What you should do: Print the stretch of rows from the one containing "Tag the wallaby's nose" through the one containing "[[447, 240]]", word for word and without the pictures.
*** Given entries ***
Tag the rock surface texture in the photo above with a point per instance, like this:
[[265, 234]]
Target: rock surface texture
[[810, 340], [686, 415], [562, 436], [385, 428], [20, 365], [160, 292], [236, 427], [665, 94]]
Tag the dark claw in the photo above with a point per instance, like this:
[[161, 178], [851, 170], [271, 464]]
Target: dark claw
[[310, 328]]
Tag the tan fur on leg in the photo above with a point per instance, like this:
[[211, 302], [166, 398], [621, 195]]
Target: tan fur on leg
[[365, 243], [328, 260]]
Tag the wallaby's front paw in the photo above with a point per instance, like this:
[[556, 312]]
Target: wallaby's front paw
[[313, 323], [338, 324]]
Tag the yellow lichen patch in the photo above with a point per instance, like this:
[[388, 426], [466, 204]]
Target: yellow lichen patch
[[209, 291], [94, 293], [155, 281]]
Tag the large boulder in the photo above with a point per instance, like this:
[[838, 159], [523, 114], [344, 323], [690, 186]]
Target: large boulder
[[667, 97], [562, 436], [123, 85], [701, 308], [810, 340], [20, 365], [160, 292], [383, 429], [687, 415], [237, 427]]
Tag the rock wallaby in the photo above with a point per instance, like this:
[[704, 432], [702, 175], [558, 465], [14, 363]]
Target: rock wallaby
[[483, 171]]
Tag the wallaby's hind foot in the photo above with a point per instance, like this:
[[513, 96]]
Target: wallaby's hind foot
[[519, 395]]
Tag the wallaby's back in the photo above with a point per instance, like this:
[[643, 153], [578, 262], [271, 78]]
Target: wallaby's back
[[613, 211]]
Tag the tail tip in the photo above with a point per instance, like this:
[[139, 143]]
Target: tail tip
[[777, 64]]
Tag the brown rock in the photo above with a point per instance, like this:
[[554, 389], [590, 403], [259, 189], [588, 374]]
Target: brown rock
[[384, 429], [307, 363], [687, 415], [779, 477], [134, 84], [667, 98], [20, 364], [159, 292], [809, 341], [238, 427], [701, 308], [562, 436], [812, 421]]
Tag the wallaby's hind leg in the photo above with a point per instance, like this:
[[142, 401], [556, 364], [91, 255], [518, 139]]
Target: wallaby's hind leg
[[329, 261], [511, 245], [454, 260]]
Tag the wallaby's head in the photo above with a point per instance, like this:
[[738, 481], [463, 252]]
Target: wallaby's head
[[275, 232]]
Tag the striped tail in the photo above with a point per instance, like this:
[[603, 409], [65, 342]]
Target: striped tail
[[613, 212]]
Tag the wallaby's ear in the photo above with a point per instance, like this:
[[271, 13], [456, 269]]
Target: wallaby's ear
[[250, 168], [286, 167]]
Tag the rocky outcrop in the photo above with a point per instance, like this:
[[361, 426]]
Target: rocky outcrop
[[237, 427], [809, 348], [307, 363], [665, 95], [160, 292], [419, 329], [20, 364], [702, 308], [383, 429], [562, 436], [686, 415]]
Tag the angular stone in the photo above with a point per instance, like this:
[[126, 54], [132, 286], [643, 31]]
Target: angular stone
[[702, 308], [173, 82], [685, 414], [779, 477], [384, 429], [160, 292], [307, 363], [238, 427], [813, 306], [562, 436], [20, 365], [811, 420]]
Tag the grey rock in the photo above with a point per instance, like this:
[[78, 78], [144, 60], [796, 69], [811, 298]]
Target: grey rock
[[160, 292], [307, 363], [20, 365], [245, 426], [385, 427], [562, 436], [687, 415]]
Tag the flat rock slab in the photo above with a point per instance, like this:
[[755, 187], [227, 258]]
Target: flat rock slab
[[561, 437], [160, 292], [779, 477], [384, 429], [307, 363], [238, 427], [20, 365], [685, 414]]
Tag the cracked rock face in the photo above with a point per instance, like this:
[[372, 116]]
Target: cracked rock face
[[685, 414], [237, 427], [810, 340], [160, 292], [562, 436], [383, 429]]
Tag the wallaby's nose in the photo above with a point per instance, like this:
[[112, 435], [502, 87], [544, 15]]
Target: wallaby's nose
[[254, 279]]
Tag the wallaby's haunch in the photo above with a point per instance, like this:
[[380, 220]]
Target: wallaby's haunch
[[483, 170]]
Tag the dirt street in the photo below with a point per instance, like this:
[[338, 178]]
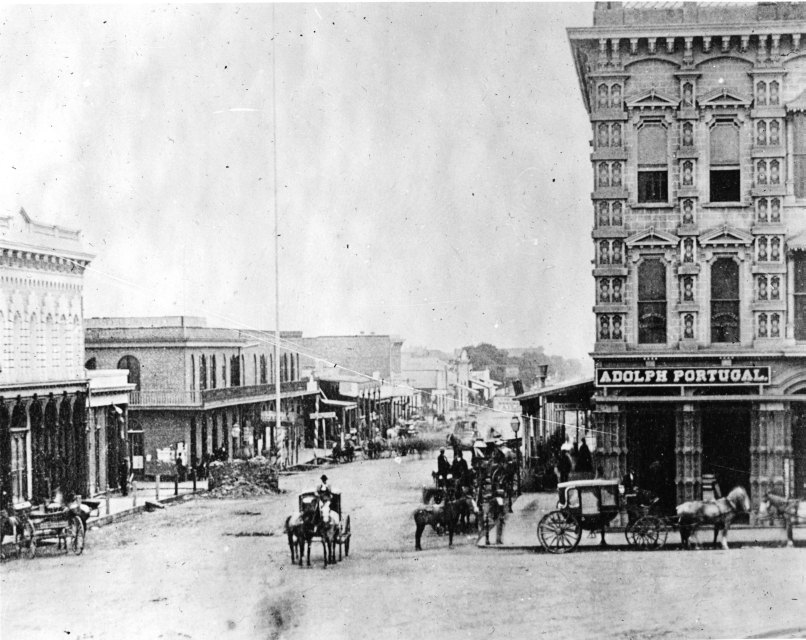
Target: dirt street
[[219, 569]]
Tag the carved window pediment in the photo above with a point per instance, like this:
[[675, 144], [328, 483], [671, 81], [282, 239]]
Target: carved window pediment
[[726, 237], [652, 238], [724, 98], [652, 99]]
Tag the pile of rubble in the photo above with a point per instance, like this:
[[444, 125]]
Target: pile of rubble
[[237, 479]]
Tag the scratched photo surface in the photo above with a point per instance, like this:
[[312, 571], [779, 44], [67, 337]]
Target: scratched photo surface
[[447, 240]]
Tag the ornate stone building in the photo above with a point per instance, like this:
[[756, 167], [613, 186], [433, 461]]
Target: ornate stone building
[[698, 122], [199, 388], [47, 435]]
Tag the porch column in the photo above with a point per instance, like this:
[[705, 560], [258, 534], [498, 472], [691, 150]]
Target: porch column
[[611, 454], [688, 453], [770, 450]]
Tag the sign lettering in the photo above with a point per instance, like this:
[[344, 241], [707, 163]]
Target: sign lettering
[[682, 376]]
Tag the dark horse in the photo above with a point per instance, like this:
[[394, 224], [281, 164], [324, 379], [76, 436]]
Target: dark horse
[[792, 510], [445, 515], [313, 520], [719, 513]]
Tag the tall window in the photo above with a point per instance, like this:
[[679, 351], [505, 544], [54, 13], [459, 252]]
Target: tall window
[[725, 174], [651, 302], [653, 174], [133, 365], [800, 295], [725, 301], [799, 153]]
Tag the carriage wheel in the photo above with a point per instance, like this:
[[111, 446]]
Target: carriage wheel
[[647, 533], [26, 540], [559, 532], [77, 536]]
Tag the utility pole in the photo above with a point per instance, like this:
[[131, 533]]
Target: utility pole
[[277, 386]]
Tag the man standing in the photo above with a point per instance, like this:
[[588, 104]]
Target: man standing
[[495, 515], [443, 467], [459, 469], [584, 459]]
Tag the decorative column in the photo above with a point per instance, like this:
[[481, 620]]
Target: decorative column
***
Expected answer:
Tag the wallaby's nose in the photo above with a point per instance, like this:
[[112, 435], [502, 87], [544, 15]]
Target: wallaby's nose
[[254, 279]]
Tag the wallaby's haunch in the photo above with a point per instance, like this:
[[380, 220]]
Target: wallaby's haunch
[[483, 170]]
Tag the dirt street in the photo below with a point per instance, like this:
[[338, 178]]
Target: dirt street
[[219, 569]]
Tag the carved window pediment in the photo above with a point per instance, like this:
[[675, 144], [328, 483], [671, 81], [282, 239]]
Target: carved window pediment
[[726, 237], [652, 238], [724, 98], [652, 99]]
Tag the pile of rubble in the photo above with a point per instance, like this:
[[444, 125]]
Target: pile of rubble
[[237, 479]]
Tag the scratched photo surface in the photo above with a point per instance, like this:
[[312, 571], [779, 44], [67, 337]]
Target: scratched photo surface
[[447, 240]]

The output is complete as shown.